- Your objective: Report each line in the items below that contains the string "gear". Case matters.

- Data to process:
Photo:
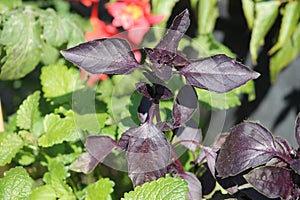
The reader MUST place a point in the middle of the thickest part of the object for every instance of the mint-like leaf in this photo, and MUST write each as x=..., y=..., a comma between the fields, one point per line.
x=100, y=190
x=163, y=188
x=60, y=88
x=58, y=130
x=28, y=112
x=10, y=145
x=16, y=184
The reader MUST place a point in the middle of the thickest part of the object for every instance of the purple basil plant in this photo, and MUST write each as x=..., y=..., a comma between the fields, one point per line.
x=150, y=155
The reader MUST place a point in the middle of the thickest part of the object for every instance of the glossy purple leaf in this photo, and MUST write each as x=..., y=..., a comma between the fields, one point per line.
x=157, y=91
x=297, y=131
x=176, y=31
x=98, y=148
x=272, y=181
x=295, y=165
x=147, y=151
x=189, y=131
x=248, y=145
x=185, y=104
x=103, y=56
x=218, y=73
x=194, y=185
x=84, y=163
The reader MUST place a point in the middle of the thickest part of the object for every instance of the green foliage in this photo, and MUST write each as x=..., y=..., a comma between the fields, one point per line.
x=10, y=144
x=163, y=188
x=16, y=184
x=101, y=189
==
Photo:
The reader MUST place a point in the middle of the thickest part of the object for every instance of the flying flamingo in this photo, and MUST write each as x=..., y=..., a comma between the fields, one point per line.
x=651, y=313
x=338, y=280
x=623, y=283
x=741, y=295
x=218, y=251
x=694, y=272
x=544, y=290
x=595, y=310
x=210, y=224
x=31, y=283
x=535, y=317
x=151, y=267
...
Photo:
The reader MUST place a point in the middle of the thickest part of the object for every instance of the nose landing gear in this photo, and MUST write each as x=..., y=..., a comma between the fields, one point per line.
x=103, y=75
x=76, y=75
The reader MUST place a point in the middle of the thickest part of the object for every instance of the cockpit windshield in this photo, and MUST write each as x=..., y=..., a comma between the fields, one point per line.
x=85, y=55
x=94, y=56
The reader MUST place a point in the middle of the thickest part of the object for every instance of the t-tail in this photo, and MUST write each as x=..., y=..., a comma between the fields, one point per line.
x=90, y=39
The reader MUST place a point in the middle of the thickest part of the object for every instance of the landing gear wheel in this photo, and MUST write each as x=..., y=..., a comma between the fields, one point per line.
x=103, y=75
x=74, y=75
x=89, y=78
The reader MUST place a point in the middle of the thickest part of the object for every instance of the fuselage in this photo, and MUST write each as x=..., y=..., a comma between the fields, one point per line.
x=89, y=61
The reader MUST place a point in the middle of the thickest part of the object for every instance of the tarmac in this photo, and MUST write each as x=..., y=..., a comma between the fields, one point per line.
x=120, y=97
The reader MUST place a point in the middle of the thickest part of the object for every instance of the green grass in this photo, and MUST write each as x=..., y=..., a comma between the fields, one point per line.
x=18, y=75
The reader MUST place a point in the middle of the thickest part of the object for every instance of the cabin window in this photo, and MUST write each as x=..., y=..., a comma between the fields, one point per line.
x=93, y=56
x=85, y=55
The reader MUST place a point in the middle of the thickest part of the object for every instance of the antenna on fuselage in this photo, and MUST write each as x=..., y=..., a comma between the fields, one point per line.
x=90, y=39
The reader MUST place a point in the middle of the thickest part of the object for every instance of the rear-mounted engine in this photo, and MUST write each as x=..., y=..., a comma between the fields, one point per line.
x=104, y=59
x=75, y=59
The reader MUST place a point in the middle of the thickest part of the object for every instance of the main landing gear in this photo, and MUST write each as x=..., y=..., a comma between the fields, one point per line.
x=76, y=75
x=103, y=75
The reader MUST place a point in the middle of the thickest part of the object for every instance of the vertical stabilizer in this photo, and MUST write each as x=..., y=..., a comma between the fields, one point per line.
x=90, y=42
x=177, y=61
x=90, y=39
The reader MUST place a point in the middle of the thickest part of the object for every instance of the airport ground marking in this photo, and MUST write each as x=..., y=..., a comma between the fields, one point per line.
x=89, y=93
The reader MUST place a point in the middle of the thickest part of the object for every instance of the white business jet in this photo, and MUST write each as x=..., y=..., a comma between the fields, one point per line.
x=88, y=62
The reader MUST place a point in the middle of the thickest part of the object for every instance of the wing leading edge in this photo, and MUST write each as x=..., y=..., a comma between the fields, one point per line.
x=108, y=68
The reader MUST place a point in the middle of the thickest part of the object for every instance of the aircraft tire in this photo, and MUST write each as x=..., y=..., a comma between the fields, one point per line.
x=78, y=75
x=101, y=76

- Result for this exercise:
The reader MUST place a point in the middle of the thickest part of the object for every instance of the nose landing gear in this photo, and MUST write each as x=..., y=..., a comma between the fields, one point per line.
The reader MUST place a point in the middle of the thickest part of the object for every instance of the landing gear wheel in this photo, and MUST write each as x=..., y=..., a comma between the fields, one point per line.
The reader MUST place a point in the middle of the thickest part of the object for every instance of the main landing gear in this photo, and MUST write each as x=..., y=..., a comma between the fields, one point per line.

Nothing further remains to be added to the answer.